**AUFGABE 1:** Schreiben Sie den Teil des Lesetexts, der mit den Worten „## Zanderlui (23.“ beginnt und mit „das gerne wissen!!!!“ endet, erneut ab und benennen Sie dabei „meine freundin“ in „mein bruder“ um.
**AUFGABE 2:** Wie viel kostete Mega laut Lesetext der Lehrgang mit Prüfung?
**AUFGABE 3:** Setzen Sie den Lesetext über die Kosten des Fischereischeins nach seinem letzten Satz fort.

#### LESETEXT

# !!!!!!Preisfrage!!!!!



## Zanderlui (23. April 2008)

habe mal eine frage:

was kostet denn in moment der spaß wenn ich den fischereischein ablegen möchte in etwa????alles zusammen also lehrgang anmelden prüfung prüfung selbst und dann den fischereischein beim amt zu beantragen!!!???

so pieh mal daum!!!

weiß das meiner mal 270DM gekostet hat nun möchte meine freundin auch ein machen und deshalb möchte ich das gerne wissen!!!!

Vielen dank der sven


----------



## wallek (23. April 2008)

*AW: !!!!!!Preisfrage!!!!!*

weiß es nicht genau aber so ca 300 Euro kostet der Spass!!!!!

davon der Fischerreischein auf 10 Jahre alleine schon 95 Euronen!!!!


----------



## honeybee (23. April 2008)

*AW: !!!!!!Preisfrage!!!!!*



wallek schrieb:


> weiß es nicht genau aber so ca 300 Euro kostet der Spass!!!!!



Ne Freundin von mir hat ihn vor 2 Jahren gemacht und hat mit allem drum herum, also Bücher etc. um die 130 Euro gelöhnt.


----------



## WallerKalle04 (23. April 2008)

*AW: !!!!!!Preisfrage!!!!!*

bei uns ca.110euronen komplett!


----------



## Mega (23. April 2008)

*AW: !!!!!!Preisfrage!!!!!*

Also meiner hat 80 Euro gekostet (Lehrgang mit Prüfung) und nochmal 35 Euro (Fischereischein) also alles zusammen 115 Euro das war am 12.04
Gruß
Mega


----------



## Doc Plato (23. April 2008)

*AW: !!!!!!Preisfrage!!!!!*

30 € der Bundesfischereischein (blauer 5 Jahreschein)
Lehrgangsgebühren - ?
Prüfungsgebühren - ?
Lehrmittel (Übungsbögen, Bücher) - ?


----------



## niddafischer (23. April 2008)

*AW: !!!!!!Preisfrage!!!!!*

ich habe den letzten lehrgang hier in hessen gemacht und es hat mir 165€ gekostet dann + 36€ für den fünfjahresschein und deine freundin wird aber sicherlich auch einen führungszeugnis brauchen aber da weis ich nicht ob man diesen bezahlen muss da ich damals keins brauchte.

########
#### GEGEBENE ANGABEN

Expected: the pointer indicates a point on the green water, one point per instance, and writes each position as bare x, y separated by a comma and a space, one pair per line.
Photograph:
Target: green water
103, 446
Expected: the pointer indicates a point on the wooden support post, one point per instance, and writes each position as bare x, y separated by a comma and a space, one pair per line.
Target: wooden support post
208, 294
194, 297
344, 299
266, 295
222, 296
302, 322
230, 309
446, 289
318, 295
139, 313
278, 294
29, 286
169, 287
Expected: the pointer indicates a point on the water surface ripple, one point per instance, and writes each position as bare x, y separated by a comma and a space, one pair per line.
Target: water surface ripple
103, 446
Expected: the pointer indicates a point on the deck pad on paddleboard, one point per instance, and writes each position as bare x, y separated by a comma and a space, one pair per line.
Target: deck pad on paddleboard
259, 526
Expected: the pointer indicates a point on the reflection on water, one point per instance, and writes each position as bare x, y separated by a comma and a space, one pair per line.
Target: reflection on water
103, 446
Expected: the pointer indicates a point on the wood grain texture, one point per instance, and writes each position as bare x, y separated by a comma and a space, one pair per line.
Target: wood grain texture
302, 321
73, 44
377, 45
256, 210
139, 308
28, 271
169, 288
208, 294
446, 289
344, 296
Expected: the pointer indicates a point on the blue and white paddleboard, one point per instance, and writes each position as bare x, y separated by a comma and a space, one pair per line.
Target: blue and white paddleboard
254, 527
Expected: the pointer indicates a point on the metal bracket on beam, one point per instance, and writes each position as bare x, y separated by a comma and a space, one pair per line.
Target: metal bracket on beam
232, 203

########

**LÖSUNG 1:**
## Zanderlui (23. April 2008)

habe mal eine frage:

was kostet denn in moment der spaß wenn ich den fischereischein ablegen möchte in etwa????alles zusammen also lehrgang anmelden prüfung prüfung selbst und dann den fischereischein beim amt zu beantragen!!!???

so pieh mal daum!!!

weiß das meiner mal 270DM gekostet hat nun möchte mein bruder auch ein machen und deshalb möchte ich das gerne wissen!!!!

**LÖSUNG 2:** 80 Euro.

**LÖSUNG 3:**
----------



## niddafischer (23. April 2008)

*AW: !!!!!!Preisfrage!!!!!*

lol 3 antworten inerhalb einer minute???etwa neuer rekord??


----------



## tomry1 (23. April 2008)

*AW: !!!!!!Preisfrage!!!!!*

um die 100€ inkl. Lehrbuch und 2 Wochen Lehrgang


----------



## Zanderlui (23. April 2008)

*AW: !!!!!!Preisfrage!!!!!*

@niddafischer

wozu benötigt man ein führungszeugnis???


----------



## niddafischer (24. April 2008)

*AW: !!!!!!Preisfrage!!!!!*

führungszeugnis benötig mann ab einen alter von 14 jahren sodass die sehen können ob man vorbestraft ist.


----------



## Locke4865 (24. April 2008)

*AW: !!!!!!Preisfrage!!!!!*



niddafischer schrieb:


> führungszeugnis benötig mann ab einen alter von 14 jahren sodass die sehen können ob man vorbestraft ist.


 
halte ich für ein Gerücht

in Sachsen kostet der Fischereischein (Lehrgang,Prüfung )
ca.140€  der Fischereischein je nach Gelteungsdauer 
zwischen 11€ für 1Jahr und 214€ Lebenslang
ohne Führungszeugnis zu was auch die Fischereibehörde hat 
ja die Urteile zum Fischereirecht und was anderes interessiert nicht

Jens


----------



## Damyl (24. April 2008)

*AW: !!!!!!Preisfrage!!!!!*



Locke4865 schrieb:


> halte ich für ein Gerücht



so abwegig ist das nicht.... :
http://www.google.de/search?hl=de&q=führungszeugnis+fischerprüfung&btnG=Google-Suche&meta=


----------



## niddafischer (24. April 2008)

*AW: !!!!!!Preisfrage!!!!!*



Locke4865 schrieb:


> halte ich für ein Gerücht
> 
> in Sachsen kostet der Fischereischein (Lehrgang,Prüfung )
> ca.140€  der Fischereischein je nach Gelteungsdauer
> ...



du hälts es für ein gerücht und ich für eine tatsache!


----------



## Mega (24. April 2008)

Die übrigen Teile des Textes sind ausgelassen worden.